(Short problem)
Count the lines in the data that contain the string "List", and reply with that number alone.

(Exercise input)
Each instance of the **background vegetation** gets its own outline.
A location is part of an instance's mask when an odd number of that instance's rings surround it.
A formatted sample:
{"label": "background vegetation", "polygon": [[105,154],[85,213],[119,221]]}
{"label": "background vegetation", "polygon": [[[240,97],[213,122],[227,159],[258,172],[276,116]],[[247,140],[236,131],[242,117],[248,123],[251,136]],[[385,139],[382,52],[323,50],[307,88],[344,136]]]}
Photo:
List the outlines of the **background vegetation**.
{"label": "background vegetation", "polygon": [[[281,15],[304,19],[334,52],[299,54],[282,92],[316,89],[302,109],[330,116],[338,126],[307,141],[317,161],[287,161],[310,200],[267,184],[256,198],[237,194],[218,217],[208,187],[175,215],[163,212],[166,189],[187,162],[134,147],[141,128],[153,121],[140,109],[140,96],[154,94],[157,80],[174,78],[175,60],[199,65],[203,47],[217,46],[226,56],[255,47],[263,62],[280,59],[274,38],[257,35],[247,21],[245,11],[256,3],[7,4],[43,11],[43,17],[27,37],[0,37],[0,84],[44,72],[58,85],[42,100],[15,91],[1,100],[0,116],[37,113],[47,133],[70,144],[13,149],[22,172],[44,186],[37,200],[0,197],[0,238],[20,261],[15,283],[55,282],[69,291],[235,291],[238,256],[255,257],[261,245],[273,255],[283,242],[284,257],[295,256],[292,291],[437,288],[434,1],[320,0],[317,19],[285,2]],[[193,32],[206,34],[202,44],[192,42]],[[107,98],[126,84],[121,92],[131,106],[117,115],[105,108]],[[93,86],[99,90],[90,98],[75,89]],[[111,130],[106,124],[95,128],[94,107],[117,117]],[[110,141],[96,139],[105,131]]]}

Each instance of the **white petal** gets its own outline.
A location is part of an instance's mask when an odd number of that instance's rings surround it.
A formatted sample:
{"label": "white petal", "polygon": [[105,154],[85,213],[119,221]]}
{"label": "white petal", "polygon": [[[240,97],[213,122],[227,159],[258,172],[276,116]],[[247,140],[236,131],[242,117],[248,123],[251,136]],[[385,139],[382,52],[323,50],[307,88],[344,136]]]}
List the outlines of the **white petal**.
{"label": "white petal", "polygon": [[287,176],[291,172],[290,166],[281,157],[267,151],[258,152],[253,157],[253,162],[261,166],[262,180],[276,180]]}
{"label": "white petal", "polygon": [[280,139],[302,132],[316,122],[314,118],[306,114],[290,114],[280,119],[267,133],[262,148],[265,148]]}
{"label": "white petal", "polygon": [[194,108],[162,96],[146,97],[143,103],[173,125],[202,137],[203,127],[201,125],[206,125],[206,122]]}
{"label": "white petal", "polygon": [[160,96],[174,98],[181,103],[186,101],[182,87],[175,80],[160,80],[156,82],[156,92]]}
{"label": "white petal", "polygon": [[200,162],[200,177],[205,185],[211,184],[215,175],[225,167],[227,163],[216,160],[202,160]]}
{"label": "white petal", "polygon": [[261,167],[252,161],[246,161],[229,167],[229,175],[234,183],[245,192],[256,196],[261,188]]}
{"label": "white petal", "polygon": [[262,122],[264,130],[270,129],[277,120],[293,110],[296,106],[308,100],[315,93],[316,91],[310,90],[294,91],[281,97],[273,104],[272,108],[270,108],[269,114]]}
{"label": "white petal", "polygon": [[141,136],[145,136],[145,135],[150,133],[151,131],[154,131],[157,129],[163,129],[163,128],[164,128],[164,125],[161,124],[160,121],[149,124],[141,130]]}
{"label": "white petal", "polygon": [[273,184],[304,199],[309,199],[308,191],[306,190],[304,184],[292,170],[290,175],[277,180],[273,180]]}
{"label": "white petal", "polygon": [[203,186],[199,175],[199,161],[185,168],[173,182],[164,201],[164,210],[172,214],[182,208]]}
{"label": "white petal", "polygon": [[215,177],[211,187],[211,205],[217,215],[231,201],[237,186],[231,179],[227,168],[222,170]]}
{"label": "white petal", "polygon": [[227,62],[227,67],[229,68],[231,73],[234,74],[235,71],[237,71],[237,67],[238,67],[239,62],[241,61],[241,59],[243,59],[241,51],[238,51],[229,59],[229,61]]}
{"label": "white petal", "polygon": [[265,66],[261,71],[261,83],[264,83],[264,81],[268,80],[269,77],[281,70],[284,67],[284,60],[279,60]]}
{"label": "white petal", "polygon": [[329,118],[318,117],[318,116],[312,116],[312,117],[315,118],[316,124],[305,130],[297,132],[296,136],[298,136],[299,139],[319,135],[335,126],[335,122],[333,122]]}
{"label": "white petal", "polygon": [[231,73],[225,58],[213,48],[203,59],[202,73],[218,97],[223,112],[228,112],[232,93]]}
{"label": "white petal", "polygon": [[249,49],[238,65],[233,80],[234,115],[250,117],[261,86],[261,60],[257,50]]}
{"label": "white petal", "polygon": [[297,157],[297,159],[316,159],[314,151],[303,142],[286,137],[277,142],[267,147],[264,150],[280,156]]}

(Answer below)
2